== Source data ==
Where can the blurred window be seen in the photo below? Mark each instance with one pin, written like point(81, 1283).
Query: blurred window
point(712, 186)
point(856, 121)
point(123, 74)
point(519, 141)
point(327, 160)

== Task item ==
The material must be repeated in full, with every line exact.

== Result of this exercise ==
Where can the blurred window be seen in the photo below? Mark each instance with one pin, written like point(81, 1283).
Query: blurred window
point(712, 186)
point(856, 121)
point(123, 74)
point(519, 141)
point(327, 160)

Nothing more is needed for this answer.